--- The data Enclosed Below ---
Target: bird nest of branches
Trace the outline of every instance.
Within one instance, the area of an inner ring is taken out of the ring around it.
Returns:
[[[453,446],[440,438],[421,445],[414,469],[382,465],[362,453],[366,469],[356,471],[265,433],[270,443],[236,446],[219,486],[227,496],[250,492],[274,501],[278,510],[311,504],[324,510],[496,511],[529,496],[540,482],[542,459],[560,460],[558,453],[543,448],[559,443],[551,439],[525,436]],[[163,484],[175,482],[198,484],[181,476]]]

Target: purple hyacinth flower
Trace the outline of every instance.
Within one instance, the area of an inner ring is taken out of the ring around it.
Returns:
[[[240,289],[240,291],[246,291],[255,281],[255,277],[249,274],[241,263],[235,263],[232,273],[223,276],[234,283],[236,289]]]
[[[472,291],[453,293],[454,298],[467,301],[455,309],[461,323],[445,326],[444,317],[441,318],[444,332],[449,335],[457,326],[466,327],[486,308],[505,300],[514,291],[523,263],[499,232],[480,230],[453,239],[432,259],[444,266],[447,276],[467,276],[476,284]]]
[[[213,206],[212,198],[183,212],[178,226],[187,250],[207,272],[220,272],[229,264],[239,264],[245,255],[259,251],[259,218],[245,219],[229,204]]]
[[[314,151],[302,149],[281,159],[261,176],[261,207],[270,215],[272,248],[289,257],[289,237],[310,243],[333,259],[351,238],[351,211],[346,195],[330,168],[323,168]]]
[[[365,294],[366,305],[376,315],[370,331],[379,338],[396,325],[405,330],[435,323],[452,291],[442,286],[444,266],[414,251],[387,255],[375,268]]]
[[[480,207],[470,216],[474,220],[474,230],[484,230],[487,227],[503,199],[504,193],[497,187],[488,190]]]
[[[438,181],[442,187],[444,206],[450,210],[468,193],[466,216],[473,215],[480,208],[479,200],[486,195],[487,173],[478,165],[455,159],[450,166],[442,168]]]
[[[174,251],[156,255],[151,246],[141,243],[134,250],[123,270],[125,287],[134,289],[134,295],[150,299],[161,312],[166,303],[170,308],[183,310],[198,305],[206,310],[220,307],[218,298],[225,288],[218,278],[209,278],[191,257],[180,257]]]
--- End of Enclosed The data ---
Problem to solve: Answer with one number, namely the count of lines in the entries that include the word "Target".

Output of the exercise: 2